* [対象の本文]:
2024年1月29日(月)

▼大阪観光局が自動車レースの最高峰F1の誘致を表明したことを「報道で知り驚いた」という鈴鹿市の末松則子市長が「まずは万博を成功させて、それからの話」。道理も節操もわきまえぬ相手への精いっぱいの皮肉か

▼能登半島地震の被災状況が深刻さをたどる中で、万博の縮小や延期などの意見がネットなどで大きくなって、大阪府の吉村洋文知事が「万博があるから(復興の)費用が削減されるものではない」「二者択一の関係ではない」など、熱くなって反論している

▼新型コロナウイルスの感染拡大で東京五輪・パラリンピックが一年延期されたし、県のとこわか国体・大会は中止になった。世の流れの中で、二者択一は関係ない話ではない。来春、多くの被災者がまだまだ日常生活が取り戻せない状態として、大阪は万博で盛り上がっていられるか

▼大国のエゴは世界政治でしばしば目撃するが、大県の身勝手も接することは少なくない。万博の跡地利用を想定して大阪府市がF1誘致を検討し断念しているが、府市や関西財界が出資する公益財団法人が名乗りを上げたというのもある種常套手段だ。公益法人の判断と責任でやることで、府市は関与していないというスタンスだろう

▼国、府市、関西財界は万博の赤字前提で追加負担には応じないと口をそろえる。予測されるマイナスイメージをF1誘致ではぐらかそうということか。「地域や市民の理解も重要。簡単に言わないでほしい」と末松市長。市民の気持ちをもてあそび、土足で踏みにじるなということであろう。

* [課題]:
万博とF1誘致をめぐる本文を読み、次の問いに答えなさい。
1. 鈴鹿市の末松則子市長は、「まずは」何を成功させてからの話だと述べたか。
2. 新型コロナウイルスの感染拡大によって中止になったのは何か。
3. 国、府市、関西財界は何について口をそろえているか。
ここから先のデータは本文とは別の資料です。

* [データ抜粋]:
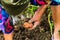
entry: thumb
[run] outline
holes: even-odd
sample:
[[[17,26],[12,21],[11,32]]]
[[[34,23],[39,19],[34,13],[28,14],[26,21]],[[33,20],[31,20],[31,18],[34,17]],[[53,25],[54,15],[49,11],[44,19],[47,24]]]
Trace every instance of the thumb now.
[[[38,21],[38,22],[35,22],[35,23],[34,23],[34,26],[33,26],[32,28],[29,28],[29,30],[35,29],[35,28],[37,27],[37,25],[39,25],[39,23],[40,23],[39,21]]]

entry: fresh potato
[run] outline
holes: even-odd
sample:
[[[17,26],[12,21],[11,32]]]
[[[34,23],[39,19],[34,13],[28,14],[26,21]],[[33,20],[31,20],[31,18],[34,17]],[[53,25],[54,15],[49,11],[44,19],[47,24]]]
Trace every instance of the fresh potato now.
[[[23,27],[24,28],[32,28],[33,27],[33,24],[32,23],[28,23],[28,22],[25,22],[24,24],[23,24]]]

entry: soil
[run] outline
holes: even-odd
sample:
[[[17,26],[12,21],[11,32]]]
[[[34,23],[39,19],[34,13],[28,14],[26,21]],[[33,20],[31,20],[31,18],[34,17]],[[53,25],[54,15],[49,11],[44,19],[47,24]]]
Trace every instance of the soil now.
[[[14,31],[13,40],[51,40],[50,27],[47,21],[47,15],[42,17],[41,24],[34,30],[27,30],[20,27],[18,31]],[[3,40],[3,33],[0,32],[0,40]]]

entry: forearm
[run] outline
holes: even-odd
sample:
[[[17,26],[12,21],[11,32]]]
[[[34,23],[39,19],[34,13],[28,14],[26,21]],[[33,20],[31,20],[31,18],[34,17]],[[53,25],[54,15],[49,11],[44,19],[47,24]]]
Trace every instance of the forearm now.
[[[35,12],[35,14],[34,14],[34,16],[33,16],[33,18],[31,20],[34,20],[34,21],[40,20],[42,15],[44,14],[46,8],[47,8],[47,5],[39,7],[38,10]]]

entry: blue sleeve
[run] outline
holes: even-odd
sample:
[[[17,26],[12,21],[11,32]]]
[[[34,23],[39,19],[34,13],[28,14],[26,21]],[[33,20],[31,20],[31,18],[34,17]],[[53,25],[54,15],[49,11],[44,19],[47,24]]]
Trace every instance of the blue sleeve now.
[[[2,9],[2,16],[8,18],[9,14],[5,11],[5,9]]]

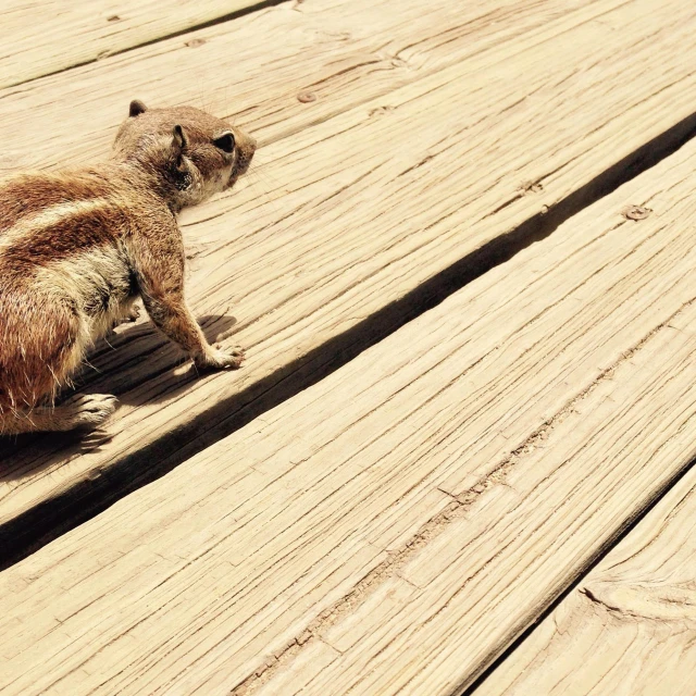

* [解答]:
1. 万博
2. 県のとこわか国体・大会
3. 万博の赤字前提で追加負担には応じないこと